Les archives de Ben Gourion, dont certains extraits figurent dans Les Secrets de la création d’Israël,
permettent à cet égard une mise en perspective bienvenue. Les
événements des années 1947-1948 y apparaissent non pas comme le résultat
d’une nécessité historique liée à la fin de la Seconde Guerre mondiale
et à la prise de conscience mondiale de la Shoah mais comme le résultat
d’un processus long, commencé plusieurs décennies plus tôt dans la
Palestine ottomane où David Grün (nom d’origine de David Ben Gourion,
originaire de l’Empire russe) s’est installé en 1906, puis s’est
poursuivi sous le mandat britannique établi en 1922.
Dans
son introduction historique, David Peschanski, chercheur au CNRS,
présente le contexte dans lequel les structures institutionnelles du
mouvement sioniste ont initié une dynamique progressive de construction
étatique et ce avec la participation essentielle de Ben Gourion. Le
mouvement se place alors et ce dès avant la guerre, dans un double
rapport de force avec les autorités mandataires britanniques d’une part,
et avec les élites et populations arabes palestiniennes d’autre part. A
la bienveillance initiale de la déclaration Balfour se substitue au
cours des années 1930 une certaine méfiance de la part de Londres quant à
la poursuite du projet sioniste tandis que sur le terrain, les
Palestiniens voient leurs rapports avec les colons juifs se dégrader.
Accédant en 1935 au poste de Président de l’Agence juive qui fait office
de gouvernement pour la communauté installée en Terre sainte, Ben
Gourion comprend, dans le contexte de la Seconde Guerre mondiale, que la
défaite allemande et la découverte par l’opinion publique
internationale des horreurs de la Shoah donnent au mouvement sioniste
une occasion historique d’atteindre son objectif ultime : la fondation
d’un Etat juif en Palestine.
Ben
Gourion mène alors une triple action, à la fois diplomatique, politique
et militaire dont les archives présentées témoignent. Sur le plan
diplomatique, l’assistance de l’Union Soviétique s’avère décisive, aussi
bien aux Nations unies qui viennent d’être créées que sur le terrain.

- _TRAVAIL À FAIRE_:
A. Recopiez un passage du texte sur les archives de Ben Gourion, en commençant aux mots « Accédant en 1935 » et en vous arrêtant après « sur le terrain. ».
B. D'après le texte sur les archives de Ben Gourion, en quelle année David Grün s'est-il installé dans la Palestine ottomane ?

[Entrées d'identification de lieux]
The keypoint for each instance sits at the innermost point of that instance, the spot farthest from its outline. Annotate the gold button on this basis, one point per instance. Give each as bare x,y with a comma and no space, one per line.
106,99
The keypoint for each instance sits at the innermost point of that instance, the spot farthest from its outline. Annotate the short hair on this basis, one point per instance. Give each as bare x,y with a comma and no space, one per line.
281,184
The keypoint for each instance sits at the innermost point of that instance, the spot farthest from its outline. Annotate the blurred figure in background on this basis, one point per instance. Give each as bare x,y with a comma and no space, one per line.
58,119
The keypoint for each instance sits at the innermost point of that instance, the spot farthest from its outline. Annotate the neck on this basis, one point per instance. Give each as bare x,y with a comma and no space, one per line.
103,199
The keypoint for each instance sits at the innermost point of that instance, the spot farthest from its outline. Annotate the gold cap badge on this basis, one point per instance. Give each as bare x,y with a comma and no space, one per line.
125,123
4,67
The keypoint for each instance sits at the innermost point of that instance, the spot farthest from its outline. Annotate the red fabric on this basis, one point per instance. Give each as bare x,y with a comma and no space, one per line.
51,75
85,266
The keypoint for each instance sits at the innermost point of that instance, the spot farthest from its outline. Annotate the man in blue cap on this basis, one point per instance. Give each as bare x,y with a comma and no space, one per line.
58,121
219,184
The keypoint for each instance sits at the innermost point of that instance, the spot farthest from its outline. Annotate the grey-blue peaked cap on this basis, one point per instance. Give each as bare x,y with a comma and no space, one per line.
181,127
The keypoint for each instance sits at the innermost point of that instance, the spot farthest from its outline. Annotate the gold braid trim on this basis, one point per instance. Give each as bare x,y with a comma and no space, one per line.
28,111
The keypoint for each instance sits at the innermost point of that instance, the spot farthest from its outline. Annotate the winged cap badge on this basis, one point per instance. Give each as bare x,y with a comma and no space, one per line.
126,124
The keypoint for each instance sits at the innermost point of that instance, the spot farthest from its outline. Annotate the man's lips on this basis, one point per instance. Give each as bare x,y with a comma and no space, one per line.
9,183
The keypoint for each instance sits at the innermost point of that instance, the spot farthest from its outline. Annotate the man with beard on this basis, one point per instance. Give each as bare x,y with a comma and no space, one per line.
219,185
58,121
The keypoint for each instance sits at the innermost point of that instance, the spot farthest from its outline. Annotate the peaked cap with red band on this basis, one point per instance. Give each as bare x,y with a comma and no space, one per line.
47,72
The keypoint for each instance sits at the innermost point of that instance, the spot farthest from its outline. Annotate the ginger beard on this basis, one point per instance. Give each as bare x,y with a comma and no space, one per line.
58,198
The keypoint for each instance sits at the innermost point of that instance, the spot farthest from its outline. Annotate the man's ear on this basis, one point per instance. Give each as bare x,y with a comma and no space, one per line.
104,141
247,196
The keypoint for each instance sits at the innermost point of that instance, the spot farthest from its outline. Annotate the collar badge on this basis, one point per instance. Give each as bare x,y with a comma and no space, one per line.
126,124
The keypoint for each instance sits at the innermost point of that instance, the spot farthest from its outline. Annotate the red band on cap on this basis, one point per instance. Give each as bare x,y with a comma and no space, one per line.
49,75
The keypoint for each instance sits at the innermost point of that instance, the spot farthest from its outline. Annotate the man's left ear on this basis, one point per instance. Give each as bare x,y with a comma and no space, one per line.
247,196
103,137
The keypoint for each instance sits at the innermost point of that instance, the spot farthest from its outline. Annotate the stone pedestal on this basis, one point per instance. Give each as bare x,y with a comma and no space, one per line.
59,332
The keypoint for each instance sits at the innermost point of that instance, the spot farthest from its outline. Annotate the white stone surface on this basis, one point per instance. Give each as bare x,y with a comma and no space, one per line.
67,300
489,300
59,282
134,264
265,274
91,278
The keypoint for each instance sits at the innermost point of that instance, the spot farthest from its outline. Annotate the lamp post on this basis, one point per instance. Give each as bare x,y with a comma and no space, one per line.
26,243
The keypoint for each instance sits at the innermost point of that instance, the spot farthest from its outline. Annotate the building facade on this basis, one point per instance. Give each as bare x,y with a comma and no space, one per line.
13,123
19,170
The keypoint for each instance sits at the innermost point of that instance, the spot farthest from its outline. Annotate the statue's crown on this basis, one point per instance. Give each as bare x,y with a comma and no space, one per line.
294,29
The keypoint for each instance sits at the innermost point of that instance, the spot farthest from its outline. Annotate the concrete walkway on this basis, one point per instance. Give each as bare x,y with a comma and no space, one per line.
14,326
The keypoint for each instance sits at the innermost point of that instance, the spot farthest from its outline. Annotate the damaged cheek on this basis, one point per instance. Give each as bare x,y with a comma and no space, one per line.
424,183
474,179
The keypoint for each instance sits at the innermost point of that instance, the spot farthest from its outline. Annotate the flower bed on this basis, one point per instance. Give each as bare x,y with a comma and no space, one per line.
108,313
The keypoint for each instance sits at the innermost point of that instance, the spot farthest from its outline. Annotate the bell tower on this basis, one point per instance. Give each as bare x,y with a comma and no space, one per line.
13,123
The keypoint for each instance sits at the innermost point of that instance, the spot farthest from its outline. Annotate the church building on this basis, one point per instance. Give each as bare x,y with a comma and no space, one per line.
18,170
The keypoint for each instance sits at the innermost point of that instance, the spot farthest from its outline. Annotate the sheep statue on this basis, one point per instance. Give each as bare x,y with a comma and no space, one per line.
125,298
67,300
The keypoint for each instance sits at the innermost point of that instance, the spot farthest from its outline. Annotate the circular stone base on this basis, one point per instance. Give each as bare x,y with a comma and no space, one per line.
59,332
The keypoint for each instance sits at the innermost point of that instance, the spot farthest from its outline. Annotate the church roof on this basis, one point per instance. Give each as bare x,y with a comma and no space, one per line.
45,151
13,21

- _RÉPONSES DANS L'ORDRE_:
A.
Accédant en 1935 au poste de Président de l’Agence juive qui fait office
de gouvernement pour la communauté installée en Terre sainte, Ben
Gourion comprend, dans le contexte de la Seconde Guerre mondiale, que la
défaite allemande et la découverte par l’opinion publique
internationale des horreurs de la Shoah donnent au mouvement sioniste
une occasion historique d’atteindre son objectif ultime : la fondation
d’un Etat juif en Palestine.
Ben
Gourion mène alors une triple action, à la fois diplomatique, politique
et militaire dont les archives présentées témoignent. Sur le plan
diplomatique, l’assistance de l’Union Soviétique s’avère décisive, aussi
bien aux Nations unies qui viennent d’être créées que sur le terrain.

B. En 1906.